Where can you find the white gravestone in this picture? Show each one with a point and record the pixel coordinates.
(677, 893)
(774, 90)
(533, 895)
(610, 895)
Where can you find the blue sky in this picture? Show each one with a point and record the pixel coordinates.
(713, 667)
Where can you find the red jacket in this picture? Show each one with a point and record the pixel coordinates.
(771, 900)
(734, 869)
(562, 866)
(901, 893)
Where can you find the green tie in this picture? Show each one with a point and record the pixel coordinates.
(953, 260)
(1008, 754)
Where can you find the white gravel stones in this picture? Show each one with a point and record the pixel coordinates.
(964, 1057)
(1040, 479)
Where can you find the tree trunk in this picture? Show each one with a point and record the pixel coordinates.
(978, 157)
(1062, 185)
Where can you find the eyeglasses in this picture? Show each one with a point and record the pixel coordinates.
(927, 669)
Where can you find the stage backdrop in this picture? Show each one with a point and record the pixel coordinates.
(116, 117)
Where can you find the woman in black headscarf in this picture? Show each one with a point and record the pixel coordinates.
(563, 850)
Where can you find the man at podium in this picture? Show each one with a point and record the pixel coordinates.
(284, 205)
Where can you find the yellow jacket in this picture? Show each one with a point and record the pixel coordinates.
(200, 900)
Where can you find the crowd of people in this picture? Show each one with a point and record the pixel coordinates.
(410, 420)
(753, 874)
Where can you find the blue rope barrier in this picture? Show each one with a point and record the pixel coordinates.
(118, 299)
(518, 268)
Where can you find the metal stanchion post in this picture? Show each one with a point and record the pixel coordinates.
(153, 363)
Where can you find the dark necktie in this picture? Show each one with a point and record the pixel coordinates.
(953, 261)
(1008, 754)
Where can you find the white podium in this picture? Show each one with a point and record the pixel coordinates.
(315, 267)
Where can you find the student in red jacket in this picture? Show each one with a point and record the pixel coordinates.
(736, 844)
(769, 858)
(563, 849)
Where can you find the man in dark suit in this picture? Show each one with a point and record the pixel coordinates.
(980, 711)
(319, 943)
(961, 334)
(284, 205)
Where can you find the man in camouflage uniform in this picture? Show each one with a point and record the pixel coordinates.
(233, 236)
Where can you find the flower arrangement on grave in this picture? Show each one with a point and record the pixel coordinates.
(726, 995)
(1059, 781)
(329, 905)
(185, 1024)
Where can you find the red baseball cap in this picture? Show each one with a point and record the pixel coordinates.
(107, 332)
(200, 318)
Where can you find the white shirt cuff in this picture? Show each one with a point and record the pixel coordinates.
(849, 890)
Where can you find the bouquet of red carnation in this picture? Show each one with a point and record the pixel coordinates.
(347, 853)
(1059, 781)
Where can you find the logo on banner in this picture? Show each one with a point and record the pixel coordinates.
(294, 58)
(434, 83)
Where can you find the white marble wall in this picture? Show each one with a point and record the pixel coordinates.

________________________

→ Exercise objective: Please print every line of the listing above again, unchanged and in the same order.

→ Written solution:
Where can you find the white gravestone in this picture? Show each one with a point and record the pixel coordinates.
(677, 893)
(774, 90)
(533, 895)
(610, 895)
Where can you find the blue sky in this picture? Show each one with a point and record the pixel coordinates.
(713, 667)
Where can you find the red jacket in this picture? Show each one with a point and record the pixel coordinates.
(771, 900)
(734, 869)
(562, 866)
(901, 893)
Where can you find the green tie in this picture? Show each one with a point and record the pixel coordinates.
(953, 260)
(1008, 754)
Where can you find the white gravel stones in this picture? Show each one with a point and record the pixel coordinates.
(964, 1057)
(1040, 479)
Where can you find the tree trunk in this picture? Show each one with a point and record the pixel coordinates.
(978, 157)
(1062, 185)
Where can you find the eyeglasses in this picture? Show each one with a point and record the pixel coordinates.
(927, 669)
Where can you find the stage backdrop in this picture? Show each one with a point and record the pixel coordinates.
(116, 117)
Where can you find the woman in black headscarf in this picture? Show each one with a point and record the pixel coordinates.
(563, 850)
Where can you find the man at podium in this picture? Show each one with a point and record the pixel coordinates.
(284, 205)
Where can you find the yellow jacket in this picture? Show each one with a point and record the pixel coordinates.
(200, 900)
Where can you find the crowd of people in this picture? Show each one with a point and record the pixel coordinates.
(410, 420)
(753, 874)
Where can you find the blue rope barrier in this picture? Show each one with a point and record the pixel coordinates.
(118, 299)
(518, 268)
Where can you find the metal stanchion post in this picture? Show each one with a point and record the pixel coordinates.
(153, 363)
Where can you find the dark necktie in this picture? Show each one with a point and record the pixel coordinates.
(953, 261)
(1008, 754)
Where can you find the white podium in this picture? Show each one with a point and record the pixel coordinates.
(315, 267)
Where can you find the student in red jacket in this picture? Show each one with a point and record the pixel coordinates.
(736, 844)
(769, 858)
(563, 849)
Where can you find the man in dark suit in this picture? Show each one with a point and record the pixel coordinates.
(980, 711)
(319, 943)
(961, 334)
(284, 205)
Where can you find the man in camouflage uniform in this picture? Show each one with a point and record the pixel coordinates.
(233, 236)
Where can you find the flower arrangement on grave in this picture? Show each one with a point and record the pixel coordinates.
(726, 995)
(1059, 781)
(329, 905)
(185, 1024)
Where can you find the red baseball cap in this picture? Show each one with a point and record the pixel coordinates.
(107, 332)
(200, 318)
Where can you find the white shirt cuff in this picture? Show each one with a point and record the pixel coordinates.
(849, 890)
Where can you find the bouquet of red carnation in this picture? Show each one with a point and record the pixel coordinates.
(347, 853)
(1059, 781)
Where can you find the logo on banner in this picture? Show each one with a point and record the pixel coordinates.
(294, 58)
(434, 83)
Where can you find the white marble wall in this picture? Show each one with a point and record the pixel coordinates.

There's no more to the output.